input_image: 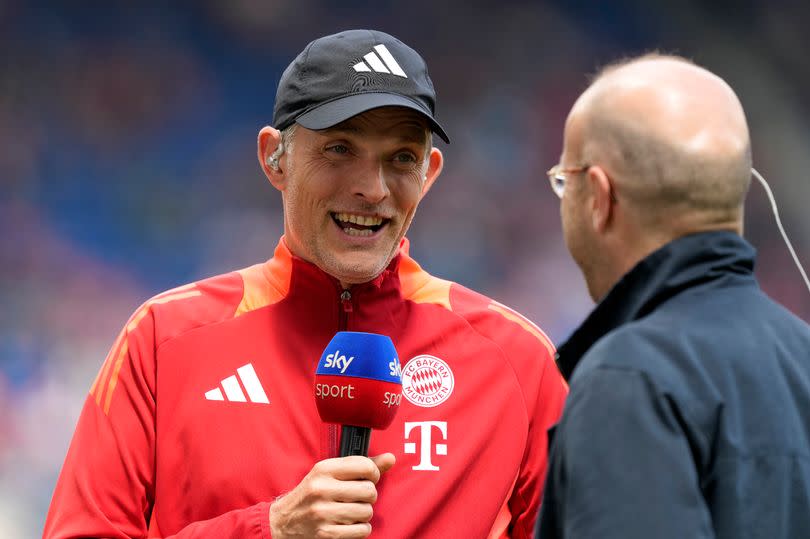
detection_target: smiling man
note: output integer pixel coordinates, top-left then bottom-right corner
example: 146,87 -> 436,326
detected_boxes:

+---+

**Directions:** Rewrite every line of the entries above with "integer" changed to "whole-number" and everything else left as is. Omit the pictures from your answer.

**Task answer:**
input_image: 
detection_target: smiling man
note: output whole-number pixel coordinates, top-left then bottom-right corner
example: 146,87 -> 436,326
detected_boxes:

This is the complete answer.